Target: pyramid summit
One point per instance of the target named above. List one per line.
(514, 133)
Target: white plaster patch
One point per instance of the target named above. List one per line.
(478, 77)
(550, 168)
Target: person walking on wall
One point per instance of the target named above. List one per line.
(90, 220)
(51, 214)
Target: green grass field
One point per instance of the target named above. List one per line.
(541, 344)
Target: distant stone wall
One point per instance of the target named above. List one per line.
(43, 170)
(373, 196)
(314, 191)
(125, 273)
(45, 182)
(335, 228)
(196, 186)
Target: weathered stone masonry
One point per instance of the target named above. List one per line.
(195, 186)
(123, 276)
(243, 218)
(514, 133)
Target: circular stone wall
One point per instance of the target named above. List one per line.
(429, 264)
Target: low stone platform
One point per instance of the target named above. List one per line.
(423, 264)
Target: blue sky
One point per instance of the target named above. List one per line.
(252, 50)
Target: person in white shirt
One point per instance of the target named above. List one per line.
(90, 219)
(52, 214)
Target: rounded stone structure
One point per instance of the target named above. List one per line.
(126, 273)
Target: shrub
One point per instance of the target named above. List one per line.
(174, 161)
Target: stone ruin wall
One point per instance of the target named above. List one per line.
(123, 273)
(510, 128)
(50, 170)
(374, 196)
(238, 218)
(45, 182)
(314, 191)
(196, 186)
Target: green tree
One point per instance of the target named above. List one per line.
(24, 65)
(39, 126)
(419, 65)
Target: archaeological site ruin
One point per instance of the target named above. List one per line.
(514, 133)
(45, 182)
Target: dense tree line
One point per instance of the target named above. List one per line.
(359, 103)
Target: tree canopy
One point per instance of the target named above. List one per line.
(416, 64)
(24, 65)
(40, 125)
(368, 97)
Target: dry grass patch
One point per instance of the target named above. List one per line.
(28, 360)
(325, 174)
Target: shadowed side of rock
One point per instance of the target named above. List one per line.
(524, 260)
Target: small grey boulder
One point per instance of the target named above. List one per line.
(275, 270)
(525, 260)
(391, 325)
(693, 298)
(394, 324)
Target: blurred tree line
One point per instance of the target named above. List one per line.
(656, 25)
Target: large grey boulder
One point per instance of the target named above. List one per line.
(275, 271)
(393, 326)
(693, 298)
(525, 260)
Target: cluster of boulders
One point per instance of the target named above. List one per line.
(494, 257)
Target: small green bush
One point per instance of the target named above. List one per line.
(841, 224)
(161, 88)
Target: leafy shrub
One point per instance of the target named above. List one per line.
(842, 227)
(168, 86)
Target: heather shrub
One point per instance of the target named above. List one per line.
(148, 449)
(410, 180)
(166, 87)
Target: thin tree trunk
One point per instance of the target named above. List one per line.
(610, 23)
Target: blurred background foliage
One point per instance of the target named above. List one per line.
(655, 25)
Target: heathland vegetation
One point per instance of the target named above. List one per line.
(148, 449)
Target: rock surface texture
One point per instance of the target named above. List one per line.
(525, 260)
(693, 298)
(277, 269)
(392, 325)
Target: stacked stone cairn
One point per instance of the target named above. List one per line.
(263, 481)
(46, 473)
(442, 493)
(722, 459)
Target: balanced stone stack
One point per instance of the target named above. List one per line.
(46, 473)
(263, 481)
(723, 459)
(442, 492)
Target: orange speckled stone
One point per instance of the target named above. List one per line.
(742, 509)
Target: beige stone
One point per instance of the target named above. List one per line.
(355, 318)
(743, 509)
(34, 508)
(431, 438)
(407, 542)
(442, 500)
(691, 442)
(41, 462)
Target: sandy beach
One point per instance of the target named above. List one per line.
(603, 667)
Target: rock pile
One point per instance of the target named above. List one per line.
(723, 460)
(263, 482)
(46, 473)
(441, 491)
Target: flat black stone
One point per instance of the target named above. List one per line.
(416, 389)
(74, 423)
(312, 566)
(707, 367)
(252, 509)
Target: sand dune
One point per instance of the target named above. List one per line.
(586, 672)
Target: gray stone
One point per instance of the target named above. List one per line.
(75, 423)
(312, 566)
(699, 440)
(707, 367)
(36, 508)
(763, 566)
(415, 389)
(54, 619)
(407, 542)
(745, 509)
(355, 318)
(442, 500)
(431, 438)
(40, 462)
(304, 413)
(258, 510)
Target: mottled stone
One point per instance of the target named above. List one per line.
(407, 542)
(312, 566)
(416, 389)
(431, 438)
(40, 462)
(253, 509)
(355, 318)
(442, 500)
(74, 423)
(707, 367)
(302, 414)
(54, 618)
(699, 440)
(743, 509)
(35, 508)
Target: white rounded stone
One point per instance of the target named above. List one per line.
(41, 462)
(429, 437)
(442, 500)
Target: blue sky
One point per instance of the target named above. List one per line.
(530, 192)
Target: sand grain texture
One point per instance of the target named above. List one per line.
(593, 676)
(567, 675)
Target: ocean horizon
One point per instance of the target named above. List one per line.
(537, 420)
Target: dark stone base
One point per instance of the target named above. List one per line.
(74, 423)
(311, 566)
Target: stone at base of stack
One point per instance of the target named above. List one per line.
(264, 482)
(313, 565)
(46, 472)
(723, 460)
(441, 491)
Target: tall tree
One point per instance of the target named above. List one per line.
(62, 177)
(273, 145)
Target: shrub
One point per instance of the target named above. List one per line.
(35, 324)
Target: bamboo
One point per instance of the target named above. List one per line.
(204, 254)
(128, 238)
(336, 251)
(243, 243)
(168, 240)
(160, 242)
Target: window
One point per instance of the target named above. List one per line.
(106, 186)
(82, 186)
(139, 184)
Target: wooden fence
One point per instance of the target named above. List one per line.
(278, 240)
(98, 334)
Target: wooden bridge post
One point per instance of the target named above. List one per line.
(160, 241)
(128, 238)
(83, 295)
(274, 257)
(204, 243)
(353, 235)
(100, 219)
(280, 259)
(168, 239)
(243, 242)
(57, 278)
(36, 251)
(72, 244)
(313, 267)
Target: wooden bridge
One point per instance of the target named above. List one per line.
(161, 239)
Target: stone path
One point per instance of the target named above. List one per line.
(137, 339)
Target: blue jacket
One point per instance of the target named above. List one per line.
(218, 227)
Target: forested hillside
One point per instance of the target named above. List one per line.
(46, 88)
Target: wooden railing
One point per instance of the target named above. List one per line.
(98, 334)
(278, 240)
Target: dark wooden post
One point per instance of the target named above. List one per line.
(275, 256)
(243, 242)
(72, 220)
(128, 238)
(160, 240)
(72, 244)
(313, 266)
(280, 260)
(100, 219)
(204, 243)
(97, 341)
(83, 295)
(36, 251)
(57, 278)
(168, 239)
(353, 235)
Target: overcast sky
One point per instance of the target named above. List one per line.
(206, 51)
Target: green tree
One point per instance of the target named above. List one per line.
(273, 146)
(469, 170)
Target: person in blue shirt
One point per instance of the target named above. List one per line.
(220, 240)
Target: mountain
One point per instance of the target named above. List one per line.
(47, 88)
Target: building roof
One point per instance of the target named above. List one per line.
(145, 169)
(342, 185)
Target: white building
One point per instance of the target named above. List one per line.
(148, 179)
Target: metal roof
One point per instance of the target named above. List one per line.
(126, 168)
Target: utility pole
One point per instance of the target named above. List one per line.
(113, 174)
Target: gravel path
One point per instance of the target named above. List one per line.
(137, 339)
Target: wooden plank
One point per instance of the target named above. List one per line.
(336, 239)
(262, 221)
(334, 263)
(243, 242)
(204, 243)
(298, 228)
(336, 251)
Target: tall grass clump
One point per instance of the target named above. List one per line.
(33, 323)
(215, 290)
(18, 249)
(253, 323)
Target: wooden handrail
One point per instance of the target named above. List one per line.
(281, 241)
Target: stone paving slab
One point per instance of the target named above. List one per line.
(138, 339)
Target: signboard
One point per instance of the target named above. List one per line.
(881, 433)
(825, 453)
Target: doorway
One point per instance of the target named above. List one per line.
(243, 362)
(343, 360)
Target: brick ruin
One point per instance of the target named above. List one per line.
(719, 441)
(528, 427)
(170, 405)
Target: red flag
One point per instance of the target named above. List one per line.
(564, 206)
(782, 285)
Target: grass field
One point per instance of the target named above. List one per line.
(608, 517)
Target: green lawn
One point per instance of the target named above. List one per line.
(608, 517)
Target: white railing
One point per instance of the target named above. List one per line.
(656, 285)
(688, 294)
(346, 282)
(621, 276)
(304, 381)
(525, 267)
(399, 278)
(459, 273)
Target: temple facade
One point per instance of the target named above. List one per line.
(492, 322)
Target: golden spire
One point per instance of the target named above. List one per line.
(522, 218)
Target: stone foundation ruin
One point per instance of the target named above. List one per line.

──────────

● **The task**: In the entries above, find the line holding "Target: stone path" and the line holding "Target: dark wooden post", then retype exactly those two lines and every line between them, and nothing else.

● **Response area**:
Target: stone path
One point per instance of the target named above. List one per line.
(137, 339)
Target: blue jacket
One point per instance of the target named above. List one per line.
(218, 227)
Target: forested hillside
One point per instance of the target named above. List one per line.
(46, 88)
Target: wooden railing
One point per instance of the target named above. List one per line.
(98, 334)
(278, 240)
Target: dark wooden post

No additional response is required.